>> Start PROVIDED TEXT

On 2020-08-07 1:06 PM, Cezary Rojewski wrote:
Implement support for Lynxpoint and Wildcat Point AudioDSP. Catpt
solution deprecates existing sound/soc/intel/haswell which is removed in
the following series. This cover-letter is followed by 'Developer's deep
dive' message schedding light on catpt's key concepts and areas
addressed.
Developer's deep dive
=====================
Purpose of this message is explanation of Catpt's key concepts, problems
addressed when compared to /soc/intel/haswell/ (which from now on will
be addressed to as /haswell/) as well as answeing major why(s)
surrounding the subject. Message does not explain every detail of every
process as it's length is already high without doing so.
In case of any question and areas which have not beed mentioned here,
please don't hesitate to send an email.
Following removal of /haswell/ and moving forward
-------------------------------------------------
Catpt is a direct replacement for existing /haswell/ solution. Because
of userspace API being inherited as well as FW binary re-used, /haswell/
is going to be removed entirely in the follow-up series. In consequence
of that action, majority of processing code found in /soc/intel/common
becomes redundant. /common/ was supposed to host code common to Intel
AudioDSP architectures. Unfortunately, it never lived up to the
expecations. Most of code found there is LPT/WPT specific with some
/soc/intel/baytail/ deviates while /soc/intel/skylake/ moved most of
it's stuff away from /common/ - even DSP initialization.
To my knowledge, no device makes use of legacy /baytail/ solution any
longer with all the products enlisting either /soc/intel/atom/ or
/soc/sof/intel/. Following the sanitization of /common/ folder, the
logical next step is removal of /baytrail/.

>> End PROVIDED TEXT
>> Start RECORDS SHOWN

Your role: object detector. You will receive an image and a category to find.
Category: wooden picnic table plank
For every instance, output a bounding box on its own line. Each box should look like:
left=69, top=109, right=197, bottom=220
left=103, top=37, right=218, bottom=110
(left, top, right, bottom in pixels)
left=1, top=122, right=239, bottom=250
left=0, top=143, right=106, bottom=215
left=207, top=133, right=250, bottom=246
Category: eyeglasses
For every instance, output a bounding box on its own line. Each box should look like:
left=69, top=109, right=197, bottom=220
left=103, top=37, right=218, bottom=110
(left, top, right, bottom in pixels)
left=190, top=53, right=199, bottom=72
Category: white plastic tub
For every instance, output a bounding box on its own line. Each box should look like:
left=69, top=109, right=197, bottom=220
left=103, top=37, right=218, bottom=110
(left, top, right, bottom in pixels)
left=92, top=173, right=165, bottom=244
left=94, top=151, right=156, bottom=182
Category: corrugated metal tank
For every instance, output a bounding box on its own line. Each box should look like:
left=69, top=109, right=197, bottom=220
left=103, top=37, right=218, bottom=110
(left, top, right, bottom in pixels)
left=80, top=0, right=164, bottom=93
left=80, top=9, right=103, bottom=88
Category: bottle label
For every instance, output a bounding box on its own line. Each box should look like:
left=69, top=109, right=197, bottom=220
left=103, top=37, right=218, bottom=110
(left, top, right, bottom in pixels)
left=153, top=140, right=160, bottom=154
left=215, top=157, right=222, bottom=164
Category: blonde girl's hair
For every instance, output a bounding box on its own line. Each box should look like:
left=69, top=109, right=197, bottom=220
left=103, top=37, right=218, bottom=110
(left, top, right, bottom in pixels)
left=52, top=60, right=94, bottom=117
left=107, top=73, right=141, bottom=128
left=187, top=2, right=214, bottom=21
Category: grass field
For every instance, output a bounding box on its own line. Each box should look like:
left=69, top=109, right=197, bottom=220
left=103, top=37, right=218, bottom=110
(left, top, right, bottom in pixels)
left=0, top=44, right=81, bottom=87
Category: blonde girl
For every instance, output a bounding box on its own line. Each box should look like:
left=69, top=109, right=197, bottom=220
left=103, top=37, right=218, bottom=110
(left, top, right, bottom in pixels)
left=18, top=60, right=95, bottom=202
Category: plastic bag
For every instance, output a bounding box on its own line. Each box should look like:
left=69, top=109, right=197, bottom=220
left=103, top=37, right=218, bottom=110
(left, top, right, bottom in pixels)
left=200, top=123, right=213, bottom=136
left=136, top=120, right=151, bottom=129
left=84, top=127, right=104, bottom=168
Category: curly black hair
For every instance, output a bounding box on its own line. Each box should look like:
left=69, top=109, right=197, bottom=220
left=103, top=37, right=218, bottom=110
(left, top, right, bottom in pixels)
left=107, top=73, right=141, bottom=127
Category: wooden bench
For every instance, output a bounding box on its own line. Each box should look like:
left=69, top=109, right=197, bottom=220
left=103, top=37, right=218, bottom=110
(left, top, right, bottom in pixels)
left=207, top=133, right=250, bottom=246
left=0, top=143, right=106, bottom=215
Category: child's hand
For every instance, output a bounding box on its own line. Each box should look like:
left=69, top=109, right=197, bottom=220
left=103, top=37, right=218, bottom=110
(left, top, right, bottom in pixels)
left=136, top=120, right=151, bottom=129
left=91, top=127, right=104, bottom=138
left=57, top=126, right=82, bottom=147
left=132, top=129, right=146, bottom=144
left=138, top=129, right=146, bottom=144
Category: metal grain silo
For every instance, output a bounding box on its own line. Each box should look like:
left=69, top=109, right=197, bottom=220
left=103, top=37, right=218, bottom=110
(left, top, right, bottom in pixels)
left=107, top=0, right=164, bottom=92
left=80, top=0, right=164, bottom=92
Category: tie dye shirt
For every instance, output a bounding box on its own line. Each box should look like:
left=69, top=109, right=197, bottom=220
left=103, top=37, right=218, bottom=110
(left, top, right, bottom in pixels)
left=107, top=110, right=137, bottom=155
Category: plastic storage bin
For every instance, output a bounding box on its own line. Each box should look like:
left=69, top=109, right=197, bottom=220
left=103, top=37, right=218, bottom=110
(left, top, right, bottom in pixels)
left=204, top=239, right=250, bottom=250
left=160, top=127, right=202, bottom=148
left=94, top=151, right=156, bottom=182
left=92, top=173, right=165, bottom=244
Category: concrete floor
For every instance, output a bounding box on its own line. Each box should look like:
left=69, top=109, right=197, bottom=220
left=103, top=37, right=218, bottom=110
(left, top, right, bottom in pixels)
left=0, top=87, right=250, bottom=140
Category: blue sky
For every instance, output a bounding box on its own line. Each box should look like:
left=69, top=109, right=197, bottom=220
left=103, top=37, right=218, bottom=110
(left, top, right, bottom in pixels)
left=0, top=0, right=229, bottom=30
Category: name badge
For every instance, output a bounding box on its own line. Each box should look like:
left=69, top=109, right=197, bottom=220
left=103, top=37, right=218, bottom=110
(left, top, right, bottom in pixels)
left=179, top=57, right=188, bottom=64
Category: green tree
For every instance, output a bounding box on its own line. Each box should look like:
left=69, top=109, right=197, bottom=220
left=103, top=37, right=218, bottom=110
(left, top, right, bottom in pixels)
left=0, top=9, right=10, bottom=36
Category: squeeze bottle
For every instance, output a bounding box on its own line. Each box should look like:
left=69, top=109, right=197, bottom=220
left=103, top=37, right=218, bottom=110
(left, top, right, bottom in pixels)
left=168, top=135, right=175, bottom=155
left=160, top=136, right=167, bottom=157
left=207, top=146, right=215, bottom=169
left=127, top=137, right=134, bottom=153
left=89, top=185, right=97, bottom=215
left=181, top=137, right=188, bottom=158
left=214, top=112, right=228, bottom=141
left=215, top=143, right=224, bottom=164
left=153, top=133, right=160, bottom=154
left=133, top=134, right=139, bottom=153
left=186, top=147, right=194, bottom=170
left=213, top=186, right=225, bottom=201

>> End RECORDS SHOWN

■ EXERCISE A
Reproduce, word for word, the stretch of the Catpt message from "On 2020-08-07 1:06" through "answeing major why(s)".
■ EXERCISE B
Extend the Catpt message beyond its final sentence, continuing in the same vein.

■ ANSWER A
On 2020-08-07 1:06 PM, Cezary Rojewski wrote:
Implement support for Lynxpoint and Wildcat Point AudioDSP. Catpt
solution deprecates existing sound/soc/intel/haswell which is removed in
the following series. This cover-letter is followed by 'Developer's deep
dive' message schedding light on catpt's key concepts and areas
addressed.
Developer's deep dive
=====================
Purpose of this message is explanation of Catpt's key concepts, problems
addressed when compared to /soc/intel/haswell/ (which from now on will
be addressed to as /haswell/) as well as answeing major why(s)

■ ANSWER B
LPT and catpt
-------------
I'm not aware of any released Haswell-based product with AudioDSP
capability, despite these being planned for some Ultrabooks initially.
Broadwell ADSP on the other hand, was released and is present on the marked.
Decision not to cut LPT's ACPI ID off from /catpt/device.c is
maintainance based. While a piece of most of the models found on the
market is in IGK or Bangalore validation teams hands, the quantity is
very limited (~1 per model). On top of that, production stuff is poor
ContinuousIntegration medium. Our CI, once attached to the platform,
takes basically entire control over it, in exchange allowing to perform
test cycles in rapid fashion. Tests areas include but are not limited to
D3/D0, S3, S4, S5, G3 (power off), individual streaming, concurrent
streaming, cpu overload (so on and so forth..). That comes in cost of
preparation - GPIOs and other pins need to be exposed and available
for our CI and external hw: power switches, hydras for dynamic external
codec connections and disconnections and more. Production stuff, for
obvious reasons does not expose such capabilities. This is different on
RVPs which are made for that very purpose and are very CI-friendly.
There are more of them available too.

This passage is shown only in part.